TEXT PASSAGE:
_ _ _ _ _ _ _

On Thu, Feb 18, 2021 at 10:49 AM misono.tomohiro@fujitsu.com
> <misono.tomohiro@fujitsu.com> wrote:
> >
> > > > > > Also, It is common usage that each running thread is bound to one PE in
> > > > > > multi-threaded HPC applications.
> > > > >
> > > > > I think the expectation that all threads are bound to a physical CPU
> > > > > makes sense for using this feature, but I think it would be necessary
> > > > > to enforce that, e.g. by allowing only threads to enable it after they
> > > > > are isolated to a non-shared CPU, and automatically disabling it
> > > > > if the CPU isolation is changed.
> > > > >
> > > > > For the user space interface, something based on process IDs
> > > > > seems to make more sense to me than something based on CPU
> > > > > numbers. All of the above does require some level of integration
> > > > > with the core kernel of course.
> > > > >
> > > > > I think the next step would be to try to come up with a high-level
> > > > > user interface design that has a chance to get merged, rather than
> > > > > addressing the review comments for the current implementation.
> >
> > Hello,
> >
> > Sorry for late response but while thinking new approaches, I come up with
> > some different idea and want to hear your opinions. How about offload
> > all control to user space while the driver just offers read/write access
> > to the needed registers? Let me explain in detail.
> >
> > Although I searched similar functions in other products, I could not find
> > it. Also, this hardware barrier performs intra-numa synchronization and
> > it is hard to be used for general inter-process barrier. So I think
> > generalizing this feature in kernel does not go well.
> 
> Ok, thank you for taking a look.
> 
> > As I said this is mainly for HPC application. In the usual situations, the
> > user has full control of the PC nodes when running HPC application and
> > thus the user has full responsibility of running processes on the machine.
> > Offloading all controls to these registers to the user is acceptable in that
> > case (i.e. the driver just offers access to the registers and does not control it).
> > This is the safe for the kernel operation as manipulating barrier related
> > registers just affects user application.
> >
> > In this approach we could remove ioctls or control logic in the driver but
> > we need some way to access the needed registers. I firstly think if I can
> > use x86's MSR driver like approach but I know the idea is rejected
> > recently for security concerns:
> >  https://lore.kernel.org/linux-arm-kernel/20201130174833.41315-1-rongwei.wang@linux.alibaba.com/
> >
> > Based on these observations, I have two ideas currently:
> >  1) make the driver to only expose sysfs interface for reading/writing
> >    A64FX's barrier registers
> > or
> >  2) generalizing (1) in some way; To make some mechanism to expose
> >    CPU defined registers which can be safely accessed from user space
> >
> > Are these idea acceptable ways to explore to get merged in upstream?

_ _ _ _ _ _ _

GIVEN DATA:
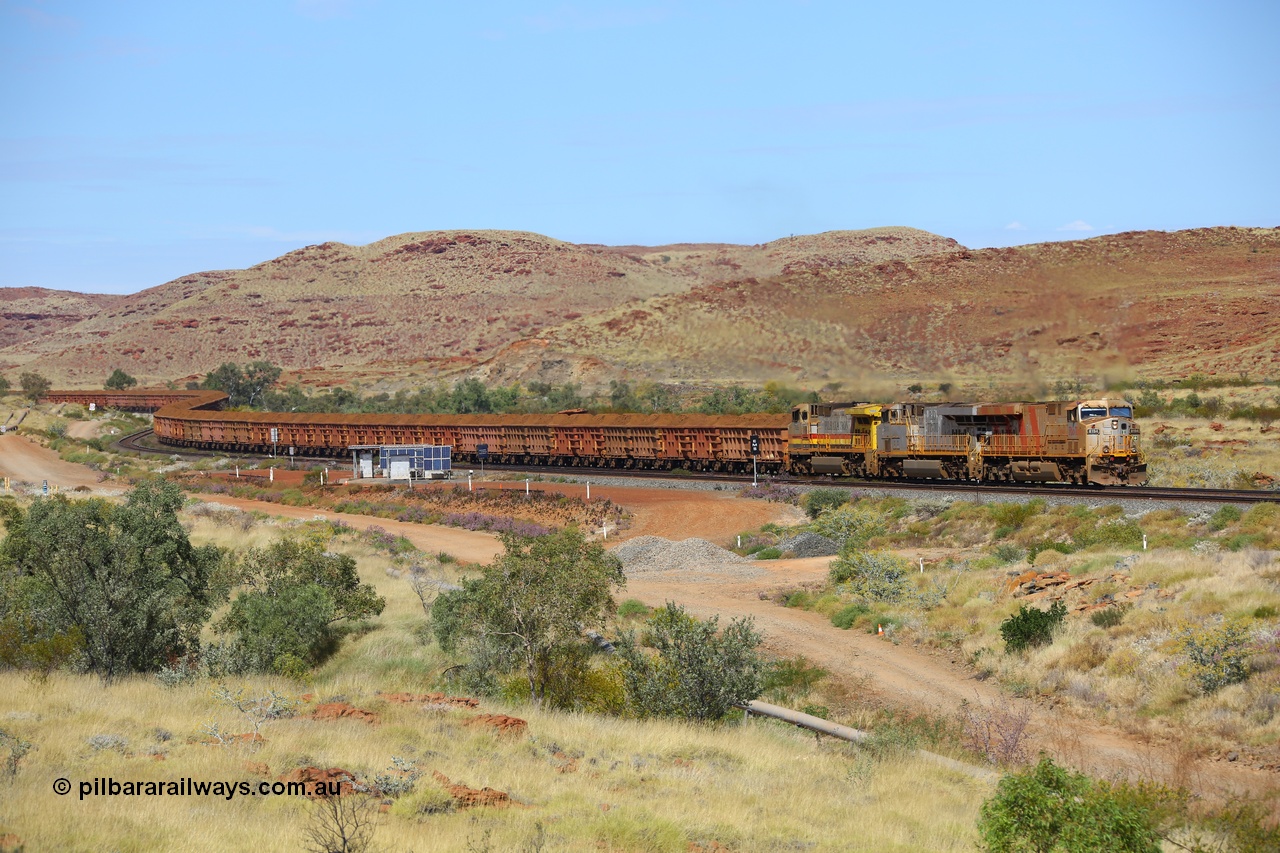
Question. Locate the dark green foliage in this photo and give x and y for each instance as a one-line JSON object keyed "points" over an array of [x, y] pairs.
{"points": [[876, 575], [119, 381], [529, 609], [275, 632], [291, 596], [818, 500], [1031, 626], [1216, 656], [698, 673], [1109, 617], [1124, 533], [1014, 515], [243, 386], [122, 582], [632, 607], [1050, 810], [1224, 516], [33, 384], [1061, 547]]}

_ _ _ _ _ _ _

WHAT IS REQUIRED: Retype the stretch of the email about the A64FX barrier driver from "On Thu, Feb" through "multi-threaded HPC applications.".

ANSWER TO THIS EXERCISE:
On Thu, Feb 18, 2021 at 10:49 AM misono.tomohiro@fujitsu.com
> <misono.tomohiro@fujitsu.com> wrote:
> >
> > > > > > Also, It is common usage that each running thread is bound to one PE in
> > > > > > multi-threaded HPC applications.